• _DIRECTIONS FOR THIS TASK_:
An exact reproduction of all the entries is the expected answer.

• _DATASET_:
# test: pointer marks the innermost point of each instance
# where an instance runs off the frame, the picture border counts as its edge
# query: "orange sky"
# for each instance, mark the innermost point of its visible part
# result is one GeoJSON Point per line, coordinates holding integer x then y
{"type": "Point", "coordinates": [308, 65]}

• _TASK SOLUTION_:
# test: pointer marks the innermost point of each instance
# where an instance runs off the frame, the picture border counts as its edge
# query: "orange sky"
# for each instance, mark the innermost point of its visible part
# result is one GeoJSON Point per line, coordinates holding integer x then y
{"type": "Point", "coordinates": [308, 65]}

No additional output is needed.